======== Estratto ========
La più grande bugia che i personaggi possano raccontare è rivolta solo a loro stessi, convincersi di avere una vita perfetta ma vacante se osservata più da vicino, credere di stare in piedi ma rendersi conto che in realtà è solo un equilibrio precario, sapere che prima o poi si cadrà inesorabilmente. Una pièce che scava a fondo nell’umano sentire, provocando un forte senso di empatia tra chi recita e chi osserva, in un rapporto di ebbra simbiosi.
Simona Rella
Trilogia – Tre atti di vita di Evoè Teatro – CastellinAria
“In fondo è come se lo spazio fosse anima, un’anima vasta e i corpi impulsi nervosi che però devono abitare la disciplina per rendere il rapporto comune, comunitario, organico a un organismo superiore”. Questa citazione di Vincent Lounguemare, presente nel foglio di presentazione dello spettacolo, ci permette di capire il problema sociale dei rapporti umani, la continua ricerca della perfezione per non essere mai contraddetti e giudicati dalle persone appartenenti al mondo esterno.
======== Elenco voci ========
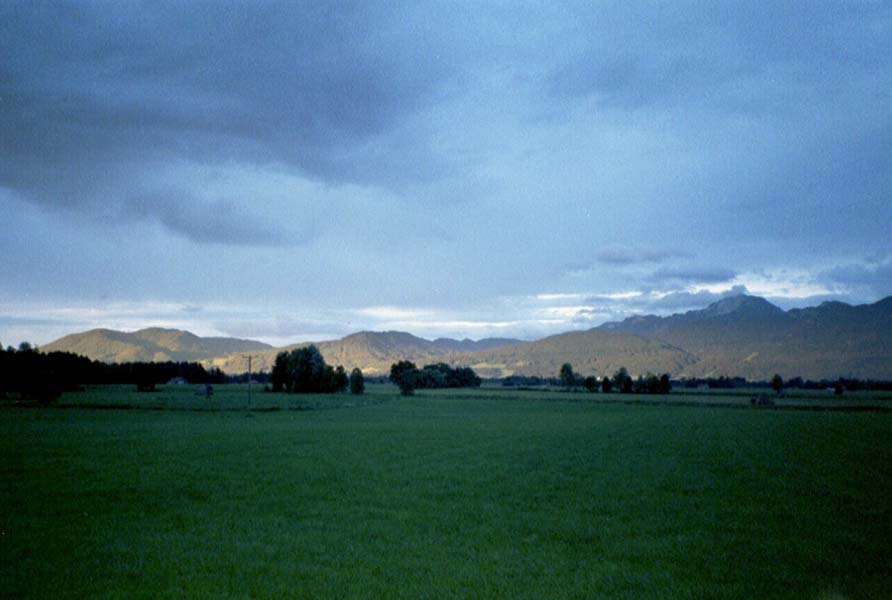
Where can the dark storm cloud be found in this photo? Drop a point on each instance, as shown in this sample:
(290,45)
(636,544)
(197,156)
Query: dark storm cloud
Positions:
(689,52)
(682,276)
(98,93)
(214,222)
(627,256)
(871,279)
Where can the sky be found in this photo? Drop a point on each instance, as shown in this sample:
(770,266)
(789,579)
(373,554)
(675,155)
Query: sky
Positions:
(301,171)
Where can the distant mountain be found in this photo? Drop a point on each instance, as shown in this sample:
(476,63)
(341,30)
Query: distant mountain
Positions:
(371,351)
(589,352)
(738,336)
(750,337)
(467,345)
(154,344)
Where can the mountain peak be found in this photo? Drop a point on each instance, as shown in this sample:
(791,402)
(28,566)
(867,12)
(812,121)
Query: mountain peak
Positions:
(741,305)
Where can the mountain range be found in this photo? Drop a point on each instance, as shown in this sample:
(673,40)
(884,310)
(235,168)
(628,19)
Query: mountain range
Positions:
(742,335)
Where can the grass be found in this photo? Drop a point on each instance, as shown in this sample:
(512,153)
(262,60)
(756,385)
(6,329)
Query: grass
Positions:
(461,494)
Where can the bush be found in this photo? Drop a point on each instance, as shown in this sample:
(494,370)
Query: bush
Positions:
(357,382)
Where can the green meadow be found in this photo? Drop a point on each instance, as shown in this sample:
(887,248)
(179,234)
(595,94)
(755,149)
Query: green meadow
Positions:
(467,493)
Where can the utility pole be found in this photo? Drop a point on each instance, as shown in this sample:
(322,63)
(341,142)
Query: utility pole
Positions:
(249,384)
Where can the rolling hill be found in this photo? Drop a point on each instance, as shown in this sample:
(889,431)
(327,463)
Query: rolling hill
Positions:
(154,344)
(739,336)
(748,336)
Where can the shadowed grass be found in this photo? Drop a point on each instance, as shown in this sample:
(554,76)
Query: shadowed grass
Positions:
(446,495)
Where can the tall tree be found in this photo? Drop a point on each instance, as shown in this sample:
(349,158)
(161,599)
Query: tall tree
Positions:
(567,376)
(357,381)
(777,383)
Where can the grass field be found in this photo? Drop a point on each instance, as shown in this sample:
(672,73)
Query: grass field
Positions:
(446,494)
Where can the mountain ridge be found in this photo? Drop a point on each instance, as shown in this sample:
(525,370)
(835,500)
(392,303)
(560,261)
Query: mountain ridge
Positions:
(740,335)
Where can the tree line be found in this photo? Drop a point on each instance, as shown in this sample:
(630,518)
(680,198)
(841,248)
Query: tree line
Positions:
(408,377)
(621,382)
(304,371)
(35,375)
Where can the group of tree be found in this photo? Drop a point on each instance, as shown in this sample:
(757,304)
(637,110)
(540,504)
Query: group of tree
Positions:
(621,381)
(30,374)
(409,377)
(304,371)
========
> **Istruzioni**
**A)** Riporta parola per parola il passo della recensione teatrale che va da "La più grande" giù fino a "di ebbra simbiosi.".
**B)** Prosegui la recensione teatrale partendo dopo la sua ultima frase.

> **Le risposte**
**A)**
La più grande bugia che i personaggi possano raccontare è rivolta solo a loro stessi, convincersi di avere una vita perfetta ma vacante se osservata più da vicino, credere di stare in piedi ma rendersi conto che in realtà è solo un equilibrio precario, sapere che prima o poi si cadrà inesorabilmente. Una pièce che scava a fondo nell’umano sentire, provocando un forte senso di empatia tra chi recita e chi osserva, in un rapporto di ebbra simbiosi.

**B)**
“Trilogia – tre atti di vita”- partendo dalla narrazione degli episodi biblici dell’Ultima cena, dell’Eden e della Passione di Cristo – mette in discussione la routine e la monotonia, imposte dalle condizioni frenetiche e alienanti della società contemporanea, nate dalla disperazione e dalla paura di poter essere sé stessi. Ogni individuo, alla ricerca di un Eden, spazio felice dove poter vivere, subisce i colpi di un’illusione crudele attraversando il malessere della propria esistenza, per cercare di raggiungere infine una insperata pace interiore .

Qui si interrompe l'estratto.